[Dataset entries]
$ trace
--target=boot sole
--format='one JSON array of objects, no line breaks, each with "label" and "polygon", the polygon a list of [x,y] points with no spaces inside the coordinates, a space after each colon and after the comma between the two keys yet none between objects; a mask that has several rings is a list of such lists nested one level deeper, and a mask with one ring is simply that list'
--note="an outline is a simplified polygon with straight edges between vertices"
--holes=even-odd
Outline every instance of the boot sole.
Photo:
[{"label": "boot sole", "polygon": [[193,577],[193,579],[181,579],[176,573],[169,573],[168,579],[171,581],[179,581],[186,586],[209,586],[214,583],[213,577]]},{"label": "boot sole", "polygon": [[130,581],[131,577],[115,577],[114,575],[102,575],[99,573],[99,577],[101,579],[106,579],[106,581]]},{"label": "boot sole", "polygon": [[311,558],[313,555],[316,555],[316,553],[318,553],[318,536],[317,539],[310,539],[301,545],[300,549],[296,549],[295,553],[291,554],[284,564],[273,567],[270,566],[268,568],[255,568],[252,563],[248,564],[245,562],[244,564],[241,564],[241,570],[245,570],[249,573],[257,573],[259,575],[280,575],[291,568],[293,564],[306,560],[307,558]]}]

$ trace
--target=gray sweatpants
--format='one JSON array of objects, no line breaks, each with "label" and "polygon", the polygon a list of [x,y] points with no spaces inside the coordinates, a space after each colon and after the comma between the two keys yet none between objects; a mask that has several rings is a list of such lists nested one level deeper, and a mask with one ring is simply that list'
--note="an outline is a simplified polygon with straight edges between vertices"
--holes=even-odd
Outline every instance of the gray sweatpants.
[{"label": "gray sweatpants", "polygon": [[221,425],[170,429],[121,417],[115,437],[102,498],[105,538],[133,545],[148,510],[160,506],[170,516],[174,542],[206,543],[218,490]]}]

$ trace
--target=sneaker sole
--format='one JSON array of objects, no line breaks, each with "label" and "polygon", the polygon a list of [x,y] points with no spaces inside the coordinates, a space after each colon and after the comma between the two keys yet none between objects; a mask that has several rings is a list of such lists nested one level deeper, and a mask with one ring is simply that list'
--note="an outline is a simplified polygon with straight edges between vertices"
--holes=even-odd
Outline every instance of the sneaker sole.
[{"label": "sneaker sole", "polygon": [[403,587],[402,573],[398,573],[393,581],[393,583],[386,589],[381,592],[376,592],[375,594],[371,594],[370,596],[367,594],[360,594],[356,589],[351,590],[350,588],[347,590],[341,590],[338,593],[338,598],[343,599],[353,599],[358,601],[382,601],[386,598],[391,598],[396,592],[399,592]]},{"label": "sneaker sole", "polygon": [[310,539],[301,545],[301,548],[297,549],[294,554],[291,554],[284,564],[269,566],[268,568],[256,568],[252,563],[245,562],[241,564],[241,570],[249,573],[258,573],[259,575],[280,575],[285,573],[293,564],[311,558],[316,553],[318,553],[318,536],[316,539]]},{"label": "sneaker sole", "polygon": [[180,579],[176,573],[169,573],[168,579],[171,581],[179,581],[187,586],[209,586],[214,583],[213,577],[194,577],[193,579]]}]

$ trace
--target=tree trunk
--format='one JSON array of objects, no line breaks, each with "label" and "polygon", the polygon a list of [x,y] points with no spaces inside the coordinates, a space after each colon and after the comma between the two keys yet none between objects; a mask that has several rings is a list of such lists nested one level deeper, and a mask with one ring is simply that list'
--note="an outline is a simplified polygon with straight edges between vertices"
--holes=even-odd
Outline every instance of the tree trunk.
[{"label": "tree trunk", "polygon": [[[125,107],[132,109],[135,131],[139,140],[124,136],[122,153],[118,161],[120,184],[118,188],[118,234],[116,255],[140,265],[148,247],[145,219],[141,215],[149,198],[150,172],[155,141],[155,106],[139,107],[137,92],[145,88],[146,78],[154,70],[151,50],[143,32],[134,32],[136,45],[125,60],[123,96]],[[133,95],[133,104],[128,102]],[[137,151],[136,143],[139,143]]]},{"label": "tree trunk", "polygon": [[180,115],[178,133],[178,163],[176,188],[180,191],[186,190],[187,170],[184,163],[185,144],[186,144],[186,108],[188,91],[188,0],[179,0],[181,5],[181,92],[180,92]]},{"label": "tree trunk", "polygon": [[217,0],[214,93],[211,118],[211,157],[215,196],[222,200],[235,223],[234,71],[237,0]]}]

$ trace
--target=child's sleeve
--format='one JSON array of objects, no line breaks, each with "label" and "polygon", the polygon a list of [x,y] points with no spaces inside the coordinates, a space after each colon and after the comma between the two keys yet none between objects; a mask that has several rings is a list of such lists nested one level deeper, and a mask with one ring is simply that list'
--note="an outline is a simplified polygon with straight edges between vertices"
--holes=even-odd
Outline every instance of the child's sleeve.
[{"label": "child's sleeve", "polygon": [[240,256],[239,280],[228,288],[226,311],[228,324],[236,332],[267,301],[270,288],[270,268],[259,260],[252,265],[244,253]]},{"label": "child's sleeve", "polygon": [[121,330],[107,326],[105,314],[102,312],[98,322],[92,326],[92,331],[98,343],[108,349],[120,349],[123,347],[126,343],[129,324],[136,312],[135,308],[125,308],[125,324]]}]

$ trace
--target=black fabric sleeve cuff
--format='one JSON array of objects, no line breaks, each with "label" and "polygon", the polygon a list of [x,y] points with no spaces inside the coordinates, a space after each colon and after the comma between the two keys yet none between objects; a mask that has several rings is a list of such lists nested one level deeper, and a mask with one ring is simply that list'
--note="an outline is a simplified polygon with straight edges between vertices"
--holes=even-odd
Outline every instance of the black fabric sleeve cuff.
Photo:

TASK BRIEF
Look above for the line holding "--target=tree trunk" and the line holding "--target=child's sleeve", then output exactly those two lines and every line between them, nothing more.

WRITTEN ANSWER
--target=tree trunk
--format='one JSON array of objects, no line breaks, each with "label" and "polygon", the polygon a list of [x,y] points with no spaces inside the coordinates, a space after each colon and after the comma between the two keys yet none between objects; a mask that has several rings is a list of such lists nested one level deeper, and a mask with one ring is simply that list'
--note="an outline is a simplified polygon with straight edges between vertices"
--holes=even-odd
Outline every instance of the tree trunk.
[{"label": "tree trunk", "polygon": [[[125,107],[132,109],[135,131],[139,140],[124,136],[122,153],[118,161],[120,184],[118,188],[118,234],[116,255],[140,265],[148,247],[145,219],[141,215],[149,198],[150,172],[155,141],[155,106],[139,107],[137,92],[145,88],[146,78],[154,70],[151,50],[143,32],[134,32],[136,45],[125,60],[123,96]],[[133,95],[133,104],[128,102]],[[137,151],[136,143],[139,143]]]},{"label": "tree trunk", "polygon": [[180,115],[178,133],[178,163],[176,188],[180,191],[186,190],[187,170],[184,163],[185,144],[186,144],[186,108],[188,91],[188,0],[179,0],[181,5],[181,92],[180,92]]},{"label": "tree trunk", "polygon": [[217,0],[214,93],[211,118],[211,157],[215,196],[222,200],[235,223],[234,71],[237,0]]}]

$ trace
--target=child's sleeve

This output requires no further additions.